_Given task_
Count the lines in the items below that contain the word "black", treating uppercase and lowercase letters as different. Reply with the count alone.

_Listed entries_
══════════════════════════════

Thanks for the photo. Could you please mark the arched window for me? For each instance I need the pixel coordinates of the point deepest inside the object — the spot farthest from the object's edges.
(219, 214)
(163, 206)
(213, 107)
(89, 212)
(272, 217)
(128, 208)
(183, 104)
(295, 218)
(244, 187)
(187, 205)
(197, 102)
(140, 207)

══════════════════════════════

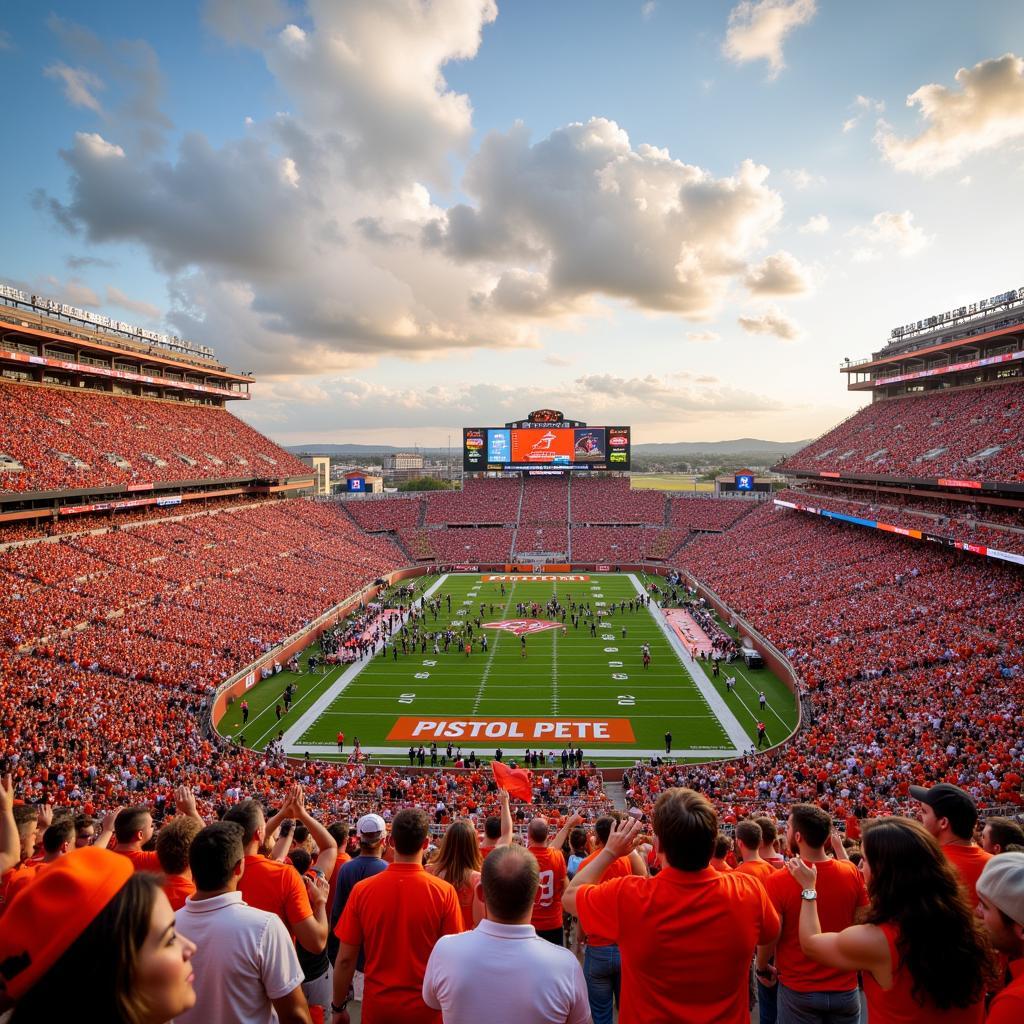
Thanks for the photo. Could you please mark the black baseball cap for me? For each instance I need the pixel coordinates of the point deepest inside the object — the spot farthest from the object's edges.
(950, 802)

══════════════════════════════

_Completed task_
1